* start *

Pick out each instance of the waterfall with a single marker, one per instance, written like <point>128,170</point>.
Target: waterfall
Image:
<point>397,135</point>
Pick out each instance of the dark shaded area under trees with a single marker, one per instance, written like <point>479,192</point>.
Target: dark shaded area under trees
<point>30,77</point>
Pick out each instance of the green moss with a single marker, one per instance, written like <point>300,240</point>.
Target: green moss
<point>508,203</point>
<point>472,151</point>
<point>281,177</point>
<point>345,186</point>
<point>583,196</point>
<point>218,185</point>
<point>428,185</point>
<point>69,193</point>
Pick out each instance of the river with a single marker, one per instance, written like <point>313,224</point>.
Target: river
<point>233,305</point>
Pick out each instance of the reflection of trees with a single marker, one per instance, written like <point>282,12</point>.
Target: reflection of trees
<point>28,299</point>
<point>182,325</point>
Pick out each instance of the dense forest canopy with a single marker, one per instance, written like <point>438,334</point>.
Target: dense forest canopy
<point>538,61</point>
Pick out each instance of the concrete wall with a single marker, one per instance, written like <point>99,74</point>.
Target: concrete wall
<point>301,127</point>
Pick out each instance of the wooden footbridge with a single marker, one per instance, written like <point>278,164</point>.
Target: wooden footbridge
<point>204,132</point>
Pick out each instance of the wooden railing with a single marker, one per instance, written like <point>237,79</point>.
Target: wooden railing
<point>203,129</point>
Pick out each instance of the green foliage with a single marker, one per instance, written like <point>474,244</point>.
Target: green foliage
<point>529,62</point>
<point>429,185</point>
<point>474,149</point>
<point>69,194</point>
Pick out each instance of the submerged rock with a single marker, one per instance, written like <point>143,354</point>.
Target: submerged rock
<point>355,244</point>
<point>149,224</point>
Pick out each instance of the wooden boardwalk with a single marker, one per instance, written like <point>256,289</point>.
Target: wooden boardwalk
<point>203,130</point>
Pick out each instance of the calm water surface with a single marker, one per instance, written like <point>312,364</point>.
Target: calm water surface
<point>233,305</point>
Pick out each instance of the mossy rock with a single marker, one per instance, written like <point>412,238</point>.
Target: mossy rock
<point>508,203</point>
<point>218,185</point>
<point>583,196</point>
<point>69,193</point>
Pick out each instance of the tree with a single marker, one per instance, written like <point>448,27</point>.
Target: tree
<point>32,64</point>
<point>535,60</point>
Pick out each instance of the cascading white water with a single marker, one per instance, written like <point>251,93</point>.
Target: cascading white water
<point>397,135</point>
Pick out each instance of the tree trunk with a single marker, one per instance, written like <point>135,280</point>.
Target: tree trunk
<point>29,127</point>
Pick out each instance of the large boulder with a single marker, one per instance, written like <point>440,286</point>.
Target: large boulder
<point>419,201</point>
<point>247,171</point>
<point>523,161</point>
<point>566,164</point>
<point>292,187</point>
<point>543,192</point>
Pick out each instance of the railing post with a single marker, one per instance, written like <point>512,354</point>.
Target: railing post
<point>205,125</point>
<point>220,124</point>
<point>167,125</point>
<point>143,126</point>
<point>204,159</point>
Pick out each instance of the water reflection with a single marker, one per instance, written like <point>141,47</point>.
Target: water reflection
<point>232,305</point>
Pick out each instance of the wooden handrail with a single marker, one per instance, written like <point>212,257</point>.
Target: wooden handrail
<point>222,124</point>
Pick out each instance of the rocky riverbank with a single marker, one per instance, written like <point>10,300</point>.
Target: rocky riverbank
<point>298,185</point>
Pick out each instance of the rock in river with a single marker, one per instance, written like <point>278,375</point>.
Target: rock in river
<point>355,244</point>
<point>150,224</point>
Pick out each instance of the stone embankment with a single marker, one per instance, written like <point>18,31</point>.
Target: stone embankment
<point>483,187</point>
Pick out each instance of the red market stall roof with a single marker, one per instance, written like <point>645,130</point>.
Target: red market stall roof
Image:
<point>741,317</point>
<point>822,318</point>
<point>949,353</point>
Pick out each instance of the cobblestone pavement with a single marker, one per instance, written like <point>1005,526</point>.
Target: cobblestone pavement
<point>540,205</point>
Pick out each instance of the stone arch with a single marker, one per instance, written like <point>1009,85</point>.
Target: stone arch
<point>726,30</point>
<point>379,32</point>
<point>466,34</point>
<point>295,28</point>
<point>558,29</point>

* end *

INSTRUCTIONS FOR THE TASK:
Quote every line of the data, word for word.

REPLY TO THE TASK:
Pick out each instance of the waterfall with a single marker, one per instance, written like <point>128,170</point>.
Target: waterfall
Image:
<point>397,135</point>
Pick out each instance of the dark shaded area under trees with a single marker, one per instance, written like <point>479,192</point>.
Target: dark shaded area under trees
<point>30,77</point>
Pick out each instance of the green moss with a single marker, one per instance, written like <point>300,240</point>.
Target: green moss
<point>508,203</point>
<point>472,151</point>
<point>281,177</point>
<point>345,186</point>
<point>583,196</point>
<point>218,185</point>
<point>428,185</point>
<point>69,193</point>
Pick out each instance of the river with a single marker, one per instance, written like <point>313,224</point>.
Target: river
<point>233,305</point>
Pick out each instance of the reflection of trees with a single marker, one per instance, written like <point>282,12</point>.
Target: reflection of trees
<point>28,299</point>
<point>182,325</point>
Pick out each instance of the dense forest canopy with a single marker, one per instance, written like <point>438,334</point>.
Target: dense forest canopy
<point>538,61</point>
Pick out each instance of the concrete wall with a single marker, one per instance, written like <point>99,74</point>.
Target: concrete wall
<point>301,127</point>
Pick out each instance of the wooden footbridge with a single marker, one per instance, written like <point>278,164</point>.
Target: wooden footbridge
<point>204,132</point>
Pick out each instance of the wooden railing with a single marker, one per instance, written like <point>237,79</point>.
Target: wooden railing
<point>203,129</point>
Pick out each instance of the green foliage with a single marker, one per instance, written like <point>474,244</point>.
Target: green foliage
<point>529,62</point>
<point>429,185</point>
<point>474,149</point>
<point>69,194</point>
Pick out each instance of the submerged rock with a single marker, one per instance, written like <point>143,354</point>.
Target: submerged rock
<point>355,244</point>
<point>149,224</point>
Pick out each instance of the wooden boardwalk with a single marker, one per instance, written like <point>256,289</point>.
Target: wooden boardwalk
<point>203,130</point>
Pick out each instance of the calm water surface with a single marker, one per instance, written like <point>312,364</point>.
Target: calm water surface
<point>233,305</point>
Pick out each instance of the mossy rock with a single marker, one per instance, written like <point>412,238</point>.
Target: mossy rock
<point>508,203</point>
<point>218,185</point>
<point>583,196</point>
<point>69,193</point>
Pick out each instance of the tree with a single marker, one per instance, written like <point>448,27</point>.
Target: tree
<point>32,64</point>
<point>535,60</point>
Pick out each instance of the cascading white water with a single marker, one per instance, written like <point>251,93</point>.
Target: cascading white water
<point>397,135</point>
Pick out each instance of the tree trunk with a single marker, one per instance, written like <point>135,280</point>.
Target: tree trunk
<point>29,127</point>
Pick out each instance of the large boulder with a single marker, one per instance, written like <point>440,286</point>.
Target: large boulder
<point>419,201</point>
<point>247,171</point>
<point>523,161</point>
<point>566,164</point>
<point>292,187</point>
<point>543,192</point>
Pick out each instance of the railing post with a single marker, one per instance, written like <point>512,354</point>.
Target: railing post
<point>205,125</point>
<point>220,124</point>
<point>167,125</point>
<point>143,126</point>
<point>204,159</point>
Pick out each instance of the water reflection with a single marker, one per instance, written like <point>141,47</point>.
Target: water reflection
<point>232,305</point>
Pick out each instance of the wooden handrail with a single marker, one per instance, written like <point>212,257</point>.
Target: wooden handrail
<point>222,124</point>
Pick out each instance of the rocky riverbank with a single marker, one per instance, written like <point>10,300</point>.
Target: rocky riverbank
<point>298,185</point>
Pick out each instance of the rock in river with a single marker, one per instance, written like <point>278,375</point>.
Target: rock in river
<point>355,244</point>
<point>150,224</point>
Pick out each instance of the stone embankment with a single marker, one per instance, written like <point>18,31</point>.
Target: stone embankment
<point>483,187</point>
Pick out each instance of the red market stall roof with a single marker, one per instance, written like <point>645,130</point>.
Target: red market stall roof
Image:
<point>741,317</point>
<point>822,318</point>
<point>949,353</point>
Pick out each instance of the cobblestone pavement with a single marker, one per instance, written like <point>1005,526</point>.
Target: cobblestone pavement
<point>540,205</point>
Pick out each instance of the stone arch with a single marker, one per instance, written like <point>1009,85</point>.
Target: stone arch
<point>726,30</point>
<point>379,32</point>
<point>466,34</point>
<point>295,28</point>
<point>558,29</point>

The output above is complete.